»»

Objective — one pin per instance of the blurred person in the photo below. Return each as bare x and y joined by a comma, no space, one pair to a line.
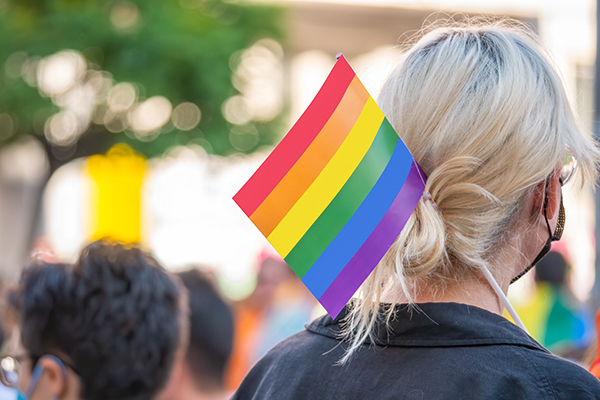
278,307
200,375
485,114
568,325
108,327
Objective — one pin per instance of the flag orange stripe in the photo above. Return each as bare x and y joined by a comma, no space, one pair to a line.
283,197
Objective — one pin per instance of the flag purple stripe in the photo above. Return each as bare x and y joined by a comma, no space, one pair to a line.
374,248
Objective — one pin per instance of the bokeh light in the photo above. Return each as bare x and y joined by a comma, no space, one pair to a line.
150,115
121,97
124,16
186,116
7,126
59,72
238,110
62,129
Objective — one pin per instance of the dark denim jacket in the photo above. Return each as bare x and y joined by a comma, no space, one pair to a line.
443,351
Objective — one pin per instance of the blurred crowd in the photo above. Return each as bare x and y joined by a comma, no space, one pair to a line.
116,325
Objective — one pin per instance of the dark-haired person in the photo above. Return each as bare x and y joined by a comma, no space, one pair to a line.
108,327
201,374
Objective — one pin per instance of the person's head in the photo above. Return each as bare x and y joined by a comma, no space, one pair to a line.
113,319
210,341
483,110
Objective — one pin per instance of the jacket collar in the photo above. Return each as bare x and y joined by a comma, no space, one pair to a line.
436,325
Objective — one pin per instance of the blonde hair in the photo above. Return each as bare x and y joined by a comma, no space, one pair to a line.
484,112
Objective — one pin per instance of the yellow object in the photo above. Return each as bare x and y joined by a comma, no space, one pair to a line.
116,194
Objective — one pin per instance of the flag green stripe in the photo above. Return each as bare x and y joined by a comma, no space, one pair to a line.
345,203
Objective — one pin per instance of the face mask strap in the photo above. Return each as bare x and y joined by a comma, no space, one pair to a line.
560,224
503,298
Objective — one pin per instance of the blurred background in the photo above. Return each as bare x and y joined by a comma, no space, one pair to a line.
139,120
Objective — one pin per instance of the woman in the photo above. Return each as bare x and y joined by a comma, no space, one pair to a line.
485,114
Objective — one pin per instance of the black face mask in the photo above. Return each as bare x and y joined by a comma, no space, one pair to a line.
560,226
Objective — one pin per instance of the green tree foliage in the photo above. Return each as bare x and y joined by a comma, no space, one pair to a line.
184,51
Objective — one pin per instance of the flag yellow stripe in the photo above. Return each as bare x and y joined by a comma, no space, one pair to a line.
329,182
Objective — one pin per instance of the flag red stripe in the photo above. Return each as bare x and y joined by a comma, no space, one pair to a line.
295,143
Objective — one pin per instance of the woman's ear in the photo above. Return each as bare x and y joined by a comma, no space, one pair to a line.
51,379
554,194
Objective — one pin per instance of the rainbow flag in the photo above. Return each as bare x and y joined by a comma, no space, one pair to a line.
335,193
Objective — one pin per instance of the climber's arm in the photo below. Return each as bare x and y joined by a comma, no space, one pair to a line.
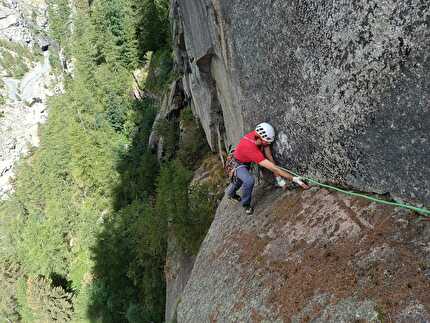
279,172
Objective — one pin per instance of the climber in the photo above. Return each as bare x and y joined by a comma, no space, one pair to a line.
254,147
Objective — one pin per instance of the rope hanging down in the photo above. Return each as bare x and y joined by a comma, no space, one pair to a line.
422,211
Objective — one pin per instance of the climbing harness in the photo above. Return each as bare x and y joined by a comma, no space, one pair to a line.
422,211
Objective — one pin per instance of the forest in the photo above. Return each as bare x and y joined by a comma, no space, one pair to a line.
84,236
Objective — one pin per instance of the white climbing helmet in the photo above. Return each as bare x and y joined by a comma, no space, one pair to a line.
265,131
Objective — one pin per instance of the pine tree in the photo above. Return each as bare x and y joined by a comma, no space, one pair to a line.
10,272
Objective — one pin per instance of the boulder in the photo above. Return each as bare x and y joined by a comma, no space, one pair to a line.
313,256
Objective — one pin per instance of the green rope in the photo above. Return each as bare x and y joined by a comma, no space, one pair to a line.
422,211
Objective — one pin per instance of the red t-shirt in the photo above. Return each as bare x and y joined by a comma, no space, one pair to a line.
247,151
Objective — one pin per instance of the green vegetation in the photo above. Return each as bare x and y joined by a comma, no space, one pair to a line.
84,237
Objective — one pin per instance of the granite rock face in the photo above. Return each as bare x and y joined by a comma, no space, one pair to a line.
23,97
313,256
346,84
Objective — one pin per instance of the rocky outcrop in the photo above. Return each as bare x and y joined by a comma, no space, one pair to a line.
346,84
19,19
313,256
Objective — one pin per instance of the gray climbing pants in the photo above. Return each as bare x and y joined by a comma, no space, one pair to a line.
245,180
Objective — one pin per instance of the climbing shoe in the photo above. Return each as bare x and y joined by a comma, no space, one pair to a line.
249,210
235,198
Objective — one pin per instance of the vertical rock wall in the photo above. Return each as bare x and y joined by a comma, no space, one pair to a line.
346,84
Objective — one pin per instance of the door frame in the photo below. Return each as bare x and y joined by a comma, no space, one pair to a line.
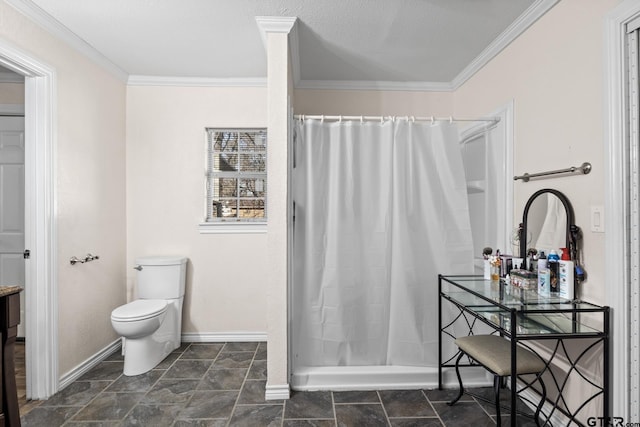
40,226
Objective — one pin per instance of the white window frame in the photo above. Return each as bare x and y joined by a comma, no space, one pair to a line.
237,225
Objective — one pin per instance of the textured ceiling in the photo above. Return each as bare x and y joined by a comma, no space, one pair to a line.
339,40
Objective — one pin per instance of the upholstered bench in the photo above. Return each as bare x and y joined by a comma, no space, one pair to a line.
494,353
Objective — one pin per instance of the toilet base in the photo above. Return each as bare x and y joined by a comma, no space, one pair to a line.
143,354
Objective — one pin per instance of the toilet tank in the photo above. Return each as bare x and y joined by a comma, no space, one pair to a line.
161,277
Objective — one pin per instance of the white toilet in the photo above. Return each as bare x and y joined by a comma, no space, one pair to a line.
151,325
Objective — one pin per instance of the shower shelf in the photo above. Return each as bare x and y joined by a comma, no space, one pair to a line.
474,187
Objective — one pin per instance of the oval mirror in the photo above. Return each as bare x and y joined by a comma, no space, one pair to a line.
547,223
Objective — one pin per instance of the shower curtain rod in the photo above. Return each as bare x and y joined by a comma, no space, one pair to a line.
431,119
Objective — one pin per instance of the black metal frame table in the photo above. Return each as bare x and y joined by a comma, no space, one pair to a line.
522,315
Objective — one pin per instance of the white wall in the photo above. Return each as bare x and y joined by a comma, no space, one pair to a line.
554,74
226,284
12,93
361,102
90,188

««

Every record must be copied exactly, with images dropped from the result.

■ **Task response**
Objective — one pin per instance of the blurred person in the photo below. Return each as bare x and y joined by a comma, no space, one pair to a line.
278,307
200,375
485,114
568,325
108,327
Objective — one pin per instance of the flag orange stripe in the photo above. Return each as bare x and y joined by a comma, no space, one pair to a line.
283,197
Objective — one pin per instance of the flag purple stripe in the photo above. Return each as bare x and y joined by a comma, no space, one pair to a line.
374,248
Objective — one pin per instance of the bokeh light in the photo above. Return each as bare x and y joined by a comma, no space, one pair to a line.
150,115
121,97
124,16
186,116
7,126
59,72
238,110
62,129
Objective — one pin per instance of the dark denim jacket in the photo above. Return each as bare x and y joined by a comma, no space, one pair to a line.
443,351
Objective — one pin per instance of the blurred crowd in the photo above. Return each as bare x and y joined by a comma, no space, one pair to a line.
116,325
Objective — one pin per instance of the dark-haired person in the photo above. Return each as bare x and y joined by a comma, no space, one pair to a line.
108,327
201,374
Objective — one pin per instance of the person's head in the photo above. Return each as bare x and y joined by a comma, no space, one pair to a line.
113,319
210,341
483,110
Objective — one pin per instance of the jacket collar in the photo above. Return each as bare x and y joined by a comma, no space, one pair to a line.
436,325
Objective — one pin per instance of the blonde hair in the photo above. Return each as bare x and y joined by a comma, no space, one pair to a line.
484,112
Objective — one pin per instance of the yellow object in the photo above. Return each as bare x and y joined by a comma, no space, one pair to a line.
116,194
Objective — one pin per instance of the flag green stripe in the photo above. Return each as bare x and y joined by a comma, no space, one pair to a line.
345,203
Objective — one pin per instance of the face mask strap in the photo above. Return each as bare x and y joined by a comma, no space, one pair to a line.
560,224
503,298
Objective — one pin per instance of the blurred background in the photo above. Return each as bare x and y joined by a comma, no space, one pair to a line.
139,120
Objective — one pin per instance of the woman in the photo above. Return each as bare x and y joined by a comma, no space, one pair to a line.
485,114
Objective — one pin per instance of the black face mask in the photo above. Return each as bare x and y joined by a comma, no space, one pair to a line.
560,226
Objective — one pin per instance of the green tree foliage in the photo above. Return each as bare x and y joined by a comma, no space, one pair to a line.
184,51
Objective — one pin per instance of the flag yellow stripe in the photo above. Return each as bare x and y joined by a comma, no space, one pair to a line.
329,182
Objective — one pin per instance of the flag red stripe in the photo above. Return each as bare x and y joined by a comma, no space, one pair to a line.
295,143
Objective — one pin per instance of the woman's ear in the photo above. Return each as bare x and y joined by a comma, no space, one pair to a line.
51,379
554,194
Objective — one pin per instance of the rainbow flag in the photo above. Return each as bare x and y joined by a comma, no space, one pair to a line.
335,193
Objective — one pin per instance of the climber's arm in the photo below. Return each as bare x and y joined by a comma, no space, one pair to a line.
279,172
Objective — one pin per instance of the climber in the photo above. Return each as bare x and y joined by a comma, no space, one pair to a line.
254,147
Objective — one pin per instance of the rope hanging down in the photo above. Return each as bare x and y joined by a comma, no space, one pair to a line.
422,211
Objective — one pin per instance of the climbing harness in the photo above. Return each as bare x and y joined by a comma, no space, one pair to a line.
422,211
Objective — one pin per instance of the forest in the photo above. Return each as bare x and y joined by a comma, no space, one pair to a line.
84,236
Objective — one pin per instance of the white climbing helmet in the photo above. Return each as bare x and y joined by a comma, no space, one pair to a line.
265,131
Objective — one pin per instance of the pine tree in the photo above. Return each as bare x and y joined by a comma, no space, one pair to a line.
10,272
Objective — one pin per instance of the boulder in the photo above. Return each as bare x and y joined by a comma, no space, one pair to a line.
313,256
Objective — one pin per instance of the green rope in the photo above. Return each as bare x and y joined by a comma, no space, one pair to a line.
422,211
Objective — one pin per instance of the red t-shirt in the photo above. Return each as bare x and y joined by a comma, no space, one pair to a line.
247,151
Objective — one pin per instance of the green vegetation in the photo above. Return each as bare x and y joined by a comma, no space, one pair to a line.
84,237
Objective — one pin per instance of the granite rock face in the photo above. Return each as bare x and y joined by a comma, no space, one pair to a line.
23,97
313,256
346,84
Objective — one pin per instance of the rocky outcrop in the photo above. Return each as bare x and y joined by a comma, no space, one pair to a line.
346,84
19,19
313,256
Objective — one pin per instance of the gray climbing pants in the photo above. Return each as bare x and y joined by a comma, no space, one pair to a line.
245,180
Objective — one pin per instance of the climbing shoe in the photo above. Return each as bare x and y joined by a comma, no space, one pair to a line.
249,210
235,198
Objective — one pin per instance of the vertical rock wall in the photo above. Return each as bare x and y joined by a comma, no space, one pair to a line.
346,84
Objective — one pin per instance of the door frame in the photo below. Return each as bare x and y joined by a comma, no space, one pair to a line.
40,226
Objective — one pin per instance of the white window frame in the photo above. Return each as bare x and y joined by a comma, no space, one pair to a line.
237,225
Objective — one pin per instance of the textured ceiling in the photo above. Return each as bare x and y joined by a comma, no space, one pair to a line.
339,40
Objective — one pin per instance of the upholstered bench in the photo above. Return each as bare x and y joined by a comma, no space, one pair to a line.
494,353
Objective — one pin per instance of the toilet base in the photo above. Return each as bare x and y joined by a comma, no space, one pair to a line.
143,354
Objective — one pin per instance of the toilet tank in the photo above. Return each as bare x and y joined by a comma, no space, one pair to a line.
161,277
Objective — one pin per instance of the white toilet in the photo above. Return each as bare x and y joined by a comma, no space, one pair to a line.
151,325
Objective — one pin per instance of the shower shelf in the photo above. Return each as bare x and y joined by a comma, no space, one pair to a line.
474,187
Objective — one pin per instance of the oval mirror in the photo above. Return each as bare x and y joined by a comma, no space, one pair to a line.
547,223
Objective — one pin per instance of the shower curtain rod in the photo above. Return each as bare x and y joined by a comma, no space, one pair to a line.
431,119
Objective — one pin per instance of the black metal frame table in the photo above. Return each as bare x and y joined by a comma, no space, one pair to a line.
522,315
Objective — one pin per instance of the white wall in the photo above. Return each as bare x and y joined by a comma, no space, one pair to a line.
554,74
226,284
12,93
361,102
90,188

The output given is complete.